**ABOUT THIS EXERCISE**
Rewrite the passage on Heng Sure from "American Buddhist monk" to "the World’s Religions.", changing "Dharma Realm Buddhist University" to "DRBU".
====== TEXT BLOCK ======
American Buddhist monk (born 1949)

Heng Sure (恆實法師, Pinyin: Héng Shí, birth name Christopher R. Clowery; born October 31, 1949) is an American Chan Buddhist monk and a senior disciple of Venerable Hsuan Hua. He serves as the managing director of Berkeley Buddhist monastery, the president of the board of directors of Dharma Realm Buddhist Association and a member of the board of trustees at Dharma Realm Buddhist University. He has previously taught at the Graduate Theological Union, Bond University, and Dharma Realm Buddhist University as a professor. He has released several albums of Buddhist folk music including "Paramita: American Buddhist Folk Songs" (2008). Heng Sure has also been active in interfaith organizations, serving as a long-time trustee for the Interfaith Center at the Presidio and United Religions Initiative and regularly presenting at Parliament of the World’s Religions.

He is probably best known for a two-years and six-months three steps, one bow pilgrimage from 1977 to 1979. Heng Sure and his companion Heng Chau (Martin Verhoeven), bowed from South Pasadena to Ukiah, California, a distance of 800 miles, wishing for world peace.

Born in Toledo, Ohio, Ven. Heng Sure grew up with an early exposure to Chinese language and culture, influenced by his high school studies and his sister's work with the U.S. Information Agency. He attended DeVilbiss High School and pursued higher education at Oakland University in Rochester, Michigan, before attending the University of California at Berkeley, where he studied from 1971 to 1976. During this time, he deepened his interest in Oriental languages and earned a master's degree in the field in 1976.

That same year, Heng Sure met Venerable Master Hsuan Hua, who would later ordain him at the City of Ten Thousand Buddhas and received the Dharma name "Heng Sure," meaning "Constantly Real." In 2003, he furthered his academic journey by earning a PhD in Religion from the Graduate Theological Union in Berkeley.

In October 2024, Rev. Heng Sure participated in the Sixth World Buddhist Forum held in Ningbo, Zhejiang Province, China, where he emphasized gratitude and interconnectedness, reflecting on Buddhism's shared spiritual heritage.

== Three Step One Bow Pilgrimage ==
In 1977, Reverend Heng Sure and his companion, Heng Chau (formerly Marty Verhoeven), began the Three Steps, One Bow pilgrimage from South Pasadena to Ukiah, California. This journey, dedicated to world peace, involved taking three steps followed by a full prostration to the ground, covering approximately one mile per day and lasting two years and nine months. Heng Sure observed a vow of silence throughout the pilgrimage, relying on the kindness of strangers for sustenance and sleeping in their station wagon to remain outdoors.

The pilgrimage was inspired by their teacher, Hsuan Hua, who instructed them to transform their inner greed, anger, and delusions to bring peace to the world starting with their minds. Their experiences, challenges, and reflections were later compiled in the book Highway Dharma Letters: Two Buddhist Pilgrims Write to Their Teacher, documenting their spiritual journey and insights.
====== RAW DATA ======
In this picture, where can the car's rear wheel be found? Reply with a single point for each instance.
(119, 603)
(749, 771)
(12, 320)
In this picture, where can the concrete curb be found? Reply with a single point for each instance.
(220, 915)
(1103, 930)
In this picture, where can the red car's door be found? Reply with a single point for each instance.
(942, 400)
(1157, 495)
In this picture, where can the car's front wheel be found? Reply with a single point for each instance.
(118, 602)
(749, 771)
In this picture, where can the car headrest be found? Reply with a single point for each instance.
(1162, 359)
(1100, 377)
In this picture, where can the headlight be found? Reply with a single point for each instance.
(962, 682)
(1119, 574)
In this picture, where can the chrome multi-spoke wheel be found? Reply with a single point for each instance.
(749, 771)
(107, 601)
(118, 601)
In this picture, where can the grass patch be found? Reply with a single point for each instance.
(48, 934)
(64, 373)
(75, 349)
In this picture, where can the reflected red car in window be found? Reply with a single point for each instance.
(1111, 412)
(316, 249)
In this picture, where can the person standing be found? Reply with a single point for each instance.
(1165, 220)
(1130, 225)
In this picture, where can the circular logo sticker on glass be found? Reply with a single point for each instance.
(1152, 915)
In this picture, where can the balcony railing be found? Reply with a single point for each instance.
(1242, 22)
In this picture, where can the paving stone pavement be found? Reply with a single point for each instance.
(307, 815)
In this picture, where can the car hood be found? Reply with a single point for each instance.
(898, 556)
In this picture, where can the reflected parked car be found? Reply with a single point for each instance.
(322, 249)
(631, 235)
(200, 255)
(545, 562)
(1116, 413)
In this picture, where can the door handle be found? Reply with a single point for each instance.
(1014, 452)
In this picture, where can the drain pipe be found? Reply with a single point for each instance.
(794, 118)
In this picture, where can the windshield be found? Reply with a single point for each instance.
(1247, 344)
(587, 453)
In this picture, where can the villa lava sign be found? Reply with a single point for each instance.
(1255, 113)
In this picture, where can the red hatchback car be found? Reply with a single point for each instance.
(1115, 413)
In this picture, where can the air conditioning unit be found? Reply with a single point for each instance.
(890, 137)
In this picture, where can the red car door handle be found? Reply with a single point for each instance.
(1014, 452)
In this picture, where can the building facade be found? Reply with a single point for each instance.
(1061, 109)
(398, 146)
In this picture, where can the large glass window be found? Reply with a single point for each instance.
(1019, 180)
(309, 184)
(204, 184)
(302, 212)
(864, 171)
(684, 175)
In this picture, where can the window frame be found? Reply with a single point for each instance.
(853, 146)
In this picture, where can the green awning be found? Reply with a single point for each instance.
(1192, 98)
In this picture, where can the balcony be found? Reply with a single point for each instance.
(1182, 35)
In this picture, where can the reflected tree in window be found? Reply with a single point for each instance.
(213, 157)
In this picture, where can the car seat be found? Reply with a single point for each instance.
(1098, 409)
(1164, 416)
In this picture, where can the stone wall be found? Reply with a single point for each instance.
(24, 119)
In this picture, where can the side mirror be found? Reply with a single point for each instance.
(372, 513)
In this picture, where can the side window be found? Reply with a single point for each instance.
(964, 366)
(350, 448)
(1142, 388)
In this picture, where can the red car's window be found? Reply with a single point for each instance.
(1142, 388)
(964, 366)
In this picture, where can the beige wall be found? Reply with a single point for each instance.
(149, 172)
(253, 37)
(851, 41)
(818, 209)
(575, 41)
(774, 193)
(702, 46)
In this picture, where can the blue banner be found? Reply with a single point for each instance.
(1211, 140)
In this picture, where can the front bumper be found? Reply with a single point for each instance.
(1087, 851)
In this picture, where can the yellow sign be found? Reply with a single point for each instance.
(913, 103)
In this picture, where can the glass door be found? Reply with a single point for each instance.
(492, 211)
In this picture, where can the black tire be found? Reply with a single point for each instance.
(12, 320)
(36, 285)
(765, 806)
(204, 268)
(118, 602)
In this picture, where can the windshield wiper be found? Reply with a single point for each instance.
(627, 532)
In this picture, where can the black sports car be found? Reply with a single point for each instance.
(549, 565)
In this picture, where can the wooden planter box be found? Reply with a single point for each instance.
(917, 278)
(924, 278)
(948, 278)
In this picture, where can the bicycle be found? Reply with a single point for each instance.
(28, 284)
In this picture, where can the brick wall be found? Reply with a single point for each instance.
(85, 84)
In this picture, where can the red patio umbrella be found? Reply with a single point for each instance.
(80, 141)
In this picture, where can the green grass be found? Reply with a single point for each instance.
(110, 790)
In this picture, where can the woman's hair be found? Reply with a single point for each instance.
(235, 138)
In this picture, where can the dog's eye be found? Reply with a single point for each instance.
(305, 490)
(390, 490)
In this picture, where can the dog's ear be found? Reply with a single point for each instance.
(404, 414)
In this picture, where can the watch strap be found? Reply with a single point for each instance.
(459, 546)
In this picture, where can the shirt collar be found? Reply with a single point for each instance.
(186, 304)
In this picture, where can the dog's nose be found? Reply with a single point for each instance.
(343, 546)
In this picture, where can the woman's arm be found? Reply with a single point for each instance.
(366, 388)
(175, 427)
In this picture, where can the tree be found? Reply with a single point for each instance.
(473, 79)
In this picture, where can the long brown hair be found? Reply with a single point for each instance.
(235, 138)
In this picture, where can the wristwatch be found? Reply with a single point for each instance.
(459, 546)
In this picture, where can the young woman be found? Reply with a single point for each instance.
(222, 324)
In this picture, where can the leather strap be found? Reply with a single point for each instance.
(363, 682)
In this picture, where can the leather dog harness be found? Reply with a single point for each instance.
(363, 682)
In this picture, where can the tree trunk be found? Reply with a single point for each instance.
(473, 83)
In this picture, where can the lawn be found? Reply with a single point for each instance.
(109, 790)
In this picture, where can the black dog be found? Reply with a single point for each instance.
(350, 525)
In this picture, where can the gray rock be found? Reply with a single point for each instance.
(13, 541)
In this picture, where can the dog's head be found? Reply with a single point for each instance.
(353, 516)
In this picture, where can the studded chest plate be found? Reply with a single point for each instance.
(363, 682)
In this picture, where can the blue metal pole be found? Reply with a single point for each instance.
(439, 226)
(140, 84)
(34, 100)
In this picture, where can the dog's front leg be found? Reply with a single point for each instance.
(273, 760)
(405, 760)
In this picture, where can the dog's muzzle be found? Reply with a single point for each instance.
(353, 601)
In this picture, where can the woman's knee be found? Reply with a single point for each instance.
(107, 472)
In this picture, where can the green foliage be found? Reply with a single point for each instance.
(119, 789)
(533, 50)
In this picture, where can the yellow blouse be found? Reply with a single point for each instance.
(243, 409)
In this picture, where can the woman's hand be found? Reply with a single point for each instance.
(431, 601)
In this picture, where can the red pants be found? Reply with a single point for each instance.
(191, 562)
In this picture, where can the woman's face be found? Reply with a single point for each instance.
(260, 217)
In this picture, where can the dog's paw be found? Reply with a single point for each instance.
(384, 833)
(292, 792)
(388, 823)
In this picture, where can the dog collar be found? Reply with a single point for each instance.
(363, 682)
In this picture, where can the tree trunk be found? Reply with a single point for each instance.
======
**YOUR SOLUTION**
American Buddhist monk (born 1949)

Heng Sure (恆實法師, Pinyin: Héng Shí, birth name Christopher R. Clowery; born October 31, 1949) is an American Chan Buddhist monk and a senior disciple of Venerable Hsuan Hua. He serves as the managing director of Berkeley Buddhist monastery, the president of the board of directors of Dharma Realm Buddhist Association and a member of the board of trustees at DRBU. He has previously taught at the Graduate Theological Union, Bond University, and DRBU as a professor. He has released several albums of Buddhist folk music including "Paramita: American Buddhist Folk Songs" (2008). Heng Sure has also been active in interfaith organizations, serving as a long-time trustee for the Interfaith Center at the Presidio and United Religions Initiative and regularly presenting at Parliament of the World’s Religions.